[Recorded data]
◇ ◇ ◇ ◇ ◇

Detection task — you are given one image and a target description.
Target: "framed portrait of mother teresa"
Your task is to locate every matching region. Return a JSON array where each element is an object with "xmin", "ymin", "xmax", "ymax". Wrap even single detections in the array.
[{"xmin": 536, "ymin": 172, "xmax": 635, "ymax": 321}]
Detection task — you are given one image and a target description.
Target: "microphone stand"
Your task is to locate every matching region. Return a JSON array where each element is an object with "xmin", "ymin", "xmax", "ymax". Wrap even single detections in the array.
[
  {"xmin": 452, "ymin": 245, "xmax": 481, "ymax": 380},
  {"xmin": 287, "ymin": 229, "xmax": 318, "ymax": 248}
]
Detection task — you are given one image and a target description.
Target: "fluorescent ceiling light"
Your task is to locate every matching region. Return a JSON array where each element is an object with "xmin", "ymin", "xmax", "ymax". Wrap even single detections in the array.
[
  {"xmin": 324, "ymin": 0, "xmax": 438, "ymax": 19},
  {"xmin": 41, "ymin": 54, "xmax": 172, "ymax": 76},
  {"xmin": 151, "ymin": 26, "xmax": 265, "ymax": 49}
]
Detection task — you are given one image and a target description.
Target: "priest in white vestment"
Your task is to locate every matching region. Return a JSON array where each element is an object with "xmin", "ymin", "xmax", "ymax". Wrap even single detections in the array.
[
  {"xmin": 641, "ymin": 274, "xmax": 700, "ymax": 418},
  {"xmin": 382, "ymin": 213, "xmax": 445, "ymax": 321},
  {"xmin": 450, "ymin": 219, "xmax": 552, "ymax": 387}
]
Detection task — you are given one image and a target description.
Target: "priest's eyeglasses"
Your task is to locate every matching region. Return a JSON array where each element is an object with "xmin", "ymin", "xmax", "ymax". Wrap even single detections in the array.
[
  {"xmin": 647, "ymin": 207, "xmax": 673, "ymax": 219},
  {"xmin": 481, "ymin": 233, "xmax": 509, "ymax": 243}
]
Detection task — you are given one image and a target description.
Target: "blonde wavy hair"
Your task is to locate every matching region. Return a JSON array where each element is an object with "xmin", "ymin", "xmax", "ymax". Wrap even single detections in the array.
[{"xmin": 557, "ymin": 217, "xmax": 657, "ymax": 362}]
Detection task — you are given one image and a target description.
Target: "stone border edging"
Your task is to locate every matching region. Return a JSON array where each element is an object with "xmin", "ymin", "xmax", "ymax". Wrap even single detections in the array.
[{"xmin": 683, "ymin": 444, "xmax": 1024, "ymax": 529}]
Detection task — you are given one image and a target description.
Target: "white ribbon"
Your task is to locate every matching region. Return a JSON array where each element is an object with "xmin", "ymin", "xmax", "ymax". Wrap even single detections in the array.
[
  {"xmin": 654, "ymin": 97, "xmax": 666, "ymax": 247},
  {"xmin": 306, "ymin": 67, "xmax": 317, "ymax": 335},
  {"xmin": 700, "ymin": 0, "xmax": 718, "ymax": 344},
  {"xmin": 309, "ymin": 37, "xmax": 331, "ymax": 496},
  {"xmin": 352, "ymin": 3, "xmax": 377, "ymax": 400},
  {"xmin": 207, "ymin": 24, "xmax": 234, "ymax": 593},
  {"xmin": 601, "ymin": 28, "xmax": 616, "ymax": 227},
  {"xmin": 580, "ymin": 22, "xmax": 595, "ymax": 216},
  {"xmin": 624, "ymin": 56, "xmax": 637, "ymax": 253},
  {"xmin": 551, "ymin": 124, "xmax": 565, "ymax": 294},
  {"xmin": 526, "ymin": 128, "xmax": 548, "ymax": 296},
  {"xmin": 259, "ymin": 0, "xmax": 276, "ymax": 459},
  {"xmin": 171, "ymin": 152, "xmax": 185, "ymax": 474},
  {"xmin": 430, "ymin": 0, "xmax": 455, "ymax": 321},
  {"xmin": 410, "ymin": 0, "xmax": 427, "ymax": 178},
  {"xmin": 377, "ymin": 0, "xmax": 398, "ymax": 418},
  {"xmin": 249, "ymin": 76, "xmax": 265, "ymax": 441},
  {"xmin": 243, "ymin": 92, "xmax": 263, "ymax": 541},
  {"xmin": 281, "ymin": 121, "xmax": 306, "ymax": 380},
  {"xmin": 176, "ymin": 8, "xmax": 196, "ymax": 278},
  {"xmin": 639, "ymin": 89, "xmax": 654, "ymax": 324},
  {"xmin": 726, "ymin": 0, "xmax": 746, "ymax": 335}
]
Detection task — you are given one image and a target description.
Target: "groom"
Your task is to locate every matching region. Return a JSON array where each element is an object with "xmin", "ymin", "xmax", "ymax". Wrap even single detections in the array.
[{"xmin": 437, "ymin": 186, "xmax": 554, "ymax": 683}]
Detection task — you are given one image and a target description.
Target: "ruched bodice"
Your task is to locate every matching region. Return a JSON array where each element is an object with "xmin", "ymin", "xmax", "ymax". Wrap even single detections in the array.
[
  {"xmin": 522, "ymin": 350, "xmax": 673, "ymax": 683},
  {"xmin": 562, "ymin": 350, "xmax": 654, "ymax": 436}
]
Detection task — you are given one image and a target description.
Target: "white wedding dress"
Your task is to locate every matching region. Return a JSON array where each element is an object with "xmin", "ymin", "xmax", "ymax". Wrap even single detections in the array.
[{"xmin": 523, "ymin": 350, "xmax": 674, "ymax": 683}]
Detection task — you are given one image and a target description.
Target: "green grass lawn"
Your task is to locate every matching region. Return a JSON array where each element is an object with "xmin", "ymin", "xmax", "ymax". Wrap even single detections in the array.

◇ ◇ ◇ ◇ ◇

Please list every line of the rows above that contains the word "priest", counting only matches with the same case.

Target: "priest in white vestment"
Target: "priest's eyeglasses"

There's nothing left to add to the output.